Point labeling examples
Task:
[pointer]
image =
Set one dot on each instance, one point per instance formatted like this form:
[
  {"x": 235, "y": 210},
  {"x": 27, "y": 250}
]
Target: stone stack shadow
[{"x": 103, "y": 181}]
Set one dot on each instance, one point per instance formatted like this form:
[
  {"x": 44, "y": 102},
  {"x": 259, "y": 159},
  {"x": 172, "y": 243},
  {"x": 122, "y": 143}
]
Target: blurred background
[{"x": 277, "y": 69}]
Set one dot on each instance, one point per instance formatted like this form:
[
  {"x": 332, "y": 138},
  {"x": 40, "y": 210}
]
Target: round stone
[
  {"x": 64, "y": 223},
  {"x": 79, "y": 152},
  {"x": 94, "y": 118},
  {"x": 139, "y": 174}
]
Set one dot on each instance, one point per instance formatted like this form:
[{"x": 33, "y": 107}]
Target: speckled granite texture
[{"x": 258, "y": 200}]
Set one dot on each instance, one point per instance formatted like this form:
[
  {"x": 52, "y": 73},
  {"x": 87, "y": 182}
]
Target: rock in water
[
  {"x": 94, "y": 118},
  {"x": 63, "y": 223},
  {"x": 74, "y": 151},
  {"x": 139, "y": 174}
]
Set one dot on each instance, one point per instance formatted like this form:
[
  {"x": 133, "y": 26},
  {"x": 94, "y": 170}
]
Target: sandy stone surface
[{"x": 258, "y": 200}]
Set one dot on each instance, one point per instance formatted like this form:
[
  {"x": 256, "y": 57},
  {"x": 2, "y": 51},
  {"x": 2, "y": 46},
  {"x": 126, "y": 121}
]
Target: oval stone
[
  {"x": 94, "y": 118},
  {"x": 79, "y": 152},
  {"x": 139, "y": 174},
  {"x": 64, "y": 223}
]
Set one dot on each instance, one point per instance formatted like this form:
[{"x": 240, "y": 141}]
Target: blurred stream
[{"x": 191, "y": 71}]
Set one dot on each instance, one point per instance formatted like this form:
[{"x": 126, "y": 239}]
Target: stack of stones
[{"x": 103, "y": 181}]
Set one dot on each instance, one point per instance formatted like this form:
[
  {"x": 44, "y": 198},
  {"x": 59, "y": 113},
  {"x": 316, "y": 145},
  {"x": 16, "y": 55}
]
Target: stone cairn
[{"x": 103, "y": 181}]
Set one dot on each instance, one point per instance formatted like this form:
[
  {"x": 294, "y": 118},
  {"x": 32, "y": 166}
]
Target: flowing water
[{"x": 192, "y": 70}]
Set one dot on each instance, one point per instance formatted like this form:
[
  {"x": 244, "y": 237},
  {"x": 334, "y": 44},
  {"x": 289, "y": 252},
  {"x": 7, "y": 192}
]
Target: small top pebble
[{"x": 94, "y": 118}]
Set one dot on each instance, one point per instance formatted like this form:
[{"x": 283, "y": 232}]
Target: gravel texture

EXERCISE OBJECTIVE → Write out every entry exactly as given.

ANSWER TO THIS PROBLEM →
Task:
[pointer]
image =
Set one dot on each instance, one point per instance formatted like this form:
[
  {"x": 235, "y": 210},
  {"x": 27, "y": 250}
]
Target: stone stack shadow
[{"x": 103, "y": 181}]
Set one dot on each instance, one point per instance formatted like this form:
[
  {"x": 44, "y": 102},
  {"x": 259, "y": 159},
  {"x": 172, "y": 243},
  {"x": 122, "y": 143}
]
Target: blurred background
[{"x": 277, "y": 69}]
Set one dot on each instance, one point per instance formatted like this form:
[
  {"x": 332, "y": 138},
  {"x": 40, "y": 210}
]
Target: round stone
[
  {"x": 64, "y": 223},
  {"x": 79, "y": 152},
  {"x": 94, "y": 118},
  {"x": 139, "y": 174}
]
Set one dot on each instance, one point per instance formatted like this form:
[{"x": 33, "y": 107}]
Target: speckled granite texture
[{"x": 258, "y": 200}]
Set one dot on each instance, one point per instance formatted like this form:
[
  {"x": 52, "y": 73},
  {"x": 87, "y": 182}
]
Target: rock in water
[
  {"x": 94, "y": 118},
  {"x": 63, "y": 223},
  {"x": 74, "y": 151},
  {"x": 139, "y": 174}
]
Set one dot on each instance, one point per instance formatted like this form:
[
  {"x": 133, "y": 26},
  {"x": 94, "y": 170}
]
Target: sandy stone surface
[{"x": 258, "y": 200}]
Set one dot on each instance, one point per instance formatted like this form:
[
  {"x": 256, "y": 57},
  {"x": 2, "y": 51},
  {"x": 2, "y": 46},
  {"x": 126, "y": 121}
]
Target: oval stone
[
  {"x": 94, "y": 118},
  {"x": 79, "y": 152},
  {"x": 139, "y": 174},
  {"x": 64, "y": 223}
]
Set one dot on each instance, one point per instance formatted like this form:
[{"x": 240, "y": 141}]
Target: blurred stream
[{"x": 191, "y": 71}]
Set one dot on each instance, one point per instance formatted like this form:
[{"x": 126, "y": 239}]
Target: stack of stones
[{"x": 103, "y": 181}]
Set one dot on each instance, one point per instance formatted like this form:
[
  {"x": 44, "y": 198},
  {"x": 59, "y": 113},
  {"x": 316, "y": 145},
  {"x": 16, "y": 55}
]
Target: stone cairn
[{"x": 103, "y": 181}]
Set one dot on each instance, one point per instance formatted like this form:
[
  {"x": 294, "y": 118},
  {"x": 32, "y": 166}
]
Target: flowing water
[{"x": 192, "y": 70}]
Set one dot on each instance, one point per instance formatted like this form:
[
  {"x": 244, "y": 237},
  {"x": 334, "y": 44},
  {"x": 289, "y": 252},
  {"x": 7, "y": 192}
]
Target: small top pebble
[{"x": 94, "y": 118}]
Set one dot on each instance, one point per instance formatted like this form:
[{"x": 283, "y": 232}]
Target: gravel texture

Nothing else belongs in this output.